— Required work —
According to the text on 2012 poverty and income data, what was the poverty threshold for a family of four in 2012?

— Exercise passage —
= Beginning of Section =

The poverty threshold for a family of four in 2012 was $23,283, according to the report.
“The poverty rate is still very high by historical standards,” said Isabel Sawhill, a senior fellow at the Brookings Institution in Washington who studies poverty issues. “The good news is that it is likely to decline as the economy recovers over the next decade. The bad news is that it’s unlikely to get back to its 2007 level -- 12.5 percent -- until the middle of the next decade, according to our projections.”
The poverty rate varied widely among racial and ethnic groups, the census data show. For non-Hispanic whites, it was 9.7 percent, while for blacks it was 27.2 percent, for Hispanics 25.6 percent and for Asians 11.7 percent.
The Western part of the U.S. was the only region that showed a statistically significant change in its poverty rate, declining to 15.1 percent from 15.8 percent in 2011.
The Census Bureau also reported that a measure of the gap between rich and poor households didn’t change in a statistically significant way from 2011. A measurement known as the Gini index was .477. A figure of zero means all income is evenly distributed while a 1 represents complete concentration. Since 1993, the earliest year available for comparable measures of income inequality, the index is up 5.2 percent.
The only group that has gained since the June 2009 end of the recession is those with the top 5 percent of incomes, said Lawrence Mishel, president of the Economic Policy Institute, a Washington-based research group. Those gains have continued into this year, he said, citing the surge in the stock market. The Standard & Poor’s 500 Index has risen almost 20 percent since Dec. 31, as of yesterday.
“The growth of the stock market shows that the recovery is even more unbalanced than what the Census Bureau numbers show,” Mishel said on a call with reporters after the report was released. “But the Census Bureau numbers definitely do show a pretty unbalanced pattern of income growth.”
An updated research paper published earlier this month by University of California, Berkeley economist Emmanuel Saez found that the top 10 percent of earners -- those with household income above $114,000 -- collected more than half the nation’s total income in 2012, the largest proportion since the government started gathering such data in 1917.
The study, using preliminary 2012 data, also found that those with the top 1 percent of incomes saw their earnings grow 31.4 percent from 2009 to 2012, while the bottom 99 percent saw growth of just 0.4 percent.
Obama noted those trends in a Sept. 16 speech marking the 5-year anniversary of the financial crisis triggered by the collapse of Lehman Brothers Holdings Inc.
“Even though our businesses are creating new jobs and have broken record profits, the top 1 percent of Americans took home 20 percent of the nation’s income last year, while the average worker isn’t seeing a raise at all,” Obama said. “Most of the gains have gone to the top one-tenth of 1 percent. So in many ways, the trends that have taken hold over the past few decades of a winner-take-all economy, where a few do better and better and better, while everybody else just treads water or loses ground, those trends have been made worse by the recession.”
Unemployment, which hovered at or above 8 percent for much of 2012, dropped to 7.3 percent in August. The slow and uneven recovery has left millions dependent on government assistance.
The program, because of both its rapid growth and fraud allegations, has become a target for Republicans in their fight with Obama and other Democrats over reducing federal budget deficits. Expenditures for what is formally known as the Supplemental Nutrition Assistance Program grew to $78 billion last year, more than double the amount when the recession started in December 2007.
Obama’s ability to alter such economic trend lines will be central to his legacy. How much the unemployment rate drops in the next year also will weigh heavily on November 2014 races that will determine control of Congress.

= End of Section =

— Records provided —
= Beginning of Section =

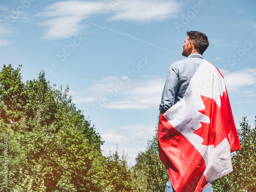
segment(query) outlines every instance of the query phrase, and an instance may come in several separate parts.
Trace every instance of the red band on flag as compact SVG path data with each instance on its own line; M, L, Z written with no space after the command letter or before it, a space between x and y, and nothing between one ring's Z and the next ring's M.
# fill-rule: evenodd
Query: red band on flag
M163 115L159 119L158 133L159 157L175 191L202 191L208 183L203 174L205 164L200 153Z

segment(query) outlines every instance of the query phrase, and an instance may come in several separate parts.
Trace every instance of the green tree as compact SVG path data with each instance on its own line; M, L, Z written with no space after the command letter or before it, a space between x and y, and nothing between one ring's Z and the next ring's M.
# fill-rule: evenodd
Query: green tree
M140 152L133 167L135 191L164 191L168 175L158 154L158 126L152 139L148 141L145 152Z
M1 164L8 146L8 174L0 174L1 181L7 175L8 187L1 182L0 190L130 190L126 158L102 155L103 141L72 102L69 88L51 86L44 72L24 83L20 69L4 66L0 73Z
M256 120L255 123L251 129L246 117L243 117L238 130L241 149L232 156L233 172L214 182L215 191L256 191Z

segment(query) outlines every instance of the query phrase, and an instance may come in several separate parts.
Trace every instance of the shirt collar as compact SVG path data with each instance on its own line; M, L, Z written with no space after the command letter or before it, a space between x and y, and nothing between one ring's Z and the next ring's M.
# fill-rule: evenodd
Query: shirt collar
M197 54L197 53L191 54L191 55L188 55L188 56L187 57L187 58L190 58L190 57L199 57L202 59L204 58L203 57L203 56L201 54Z

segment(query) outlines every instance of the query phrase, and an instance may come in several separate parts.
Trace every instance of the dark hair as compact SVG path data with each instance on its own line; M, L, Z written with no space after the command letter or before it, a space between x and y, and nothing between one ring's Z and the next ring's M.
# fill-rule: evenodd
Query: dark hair
M195 49L202 55L209 46L207 36L203 33L195 31L187 31L187 34L188 39L193 41Z

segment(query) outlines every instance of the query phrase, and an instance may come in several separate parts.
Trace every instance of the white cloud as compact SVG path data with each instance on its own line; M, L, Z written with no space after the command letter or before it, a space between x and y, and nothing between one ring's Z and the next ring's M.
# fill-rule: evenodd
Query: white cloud
M241 88L256 86L256 68L245 68L223 74L229 91L239 90Z
M123 152L124 155L129 154L129 163L134 165L136 157L139 152L145 151L147 141L152 139L155 134L155 124L137 124L115 129L118 130L118 132L112 129L108 130L100 134L102 140L105 141L101 148L105 151L110 150L113 153L116 144L118 144L119 155Z
M112 14L108 19L109 21L145 23L175 17L180 7L177 3L164 0L123 0L112 3L70 1L48 6L44 11L37 14L48 18L40 24L46 28L42 38L70 37L84 28L86 26L81 24L83 20L95 14Z
M243 12L244 12L244 11L245 11L245 10L246 10L246 9L239 9L238 10L238 12L239 12L239 13L241 13Z
M127 82L119 77L106 77L93 81L85 90L71 92L71 94L75 103L92 102L115 109L158 108L164 81L164 79L154 78Z

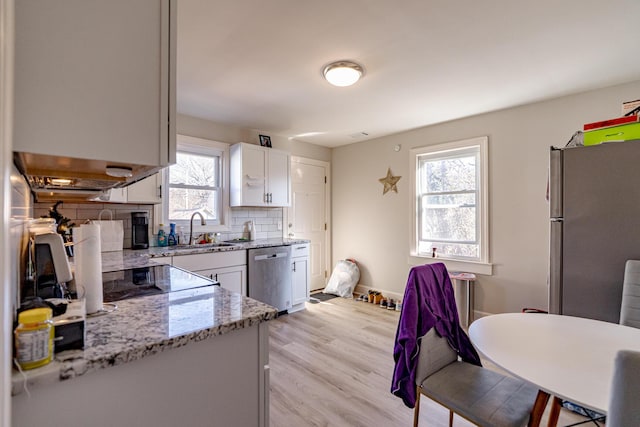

= End of Section =

— Response —
$23,283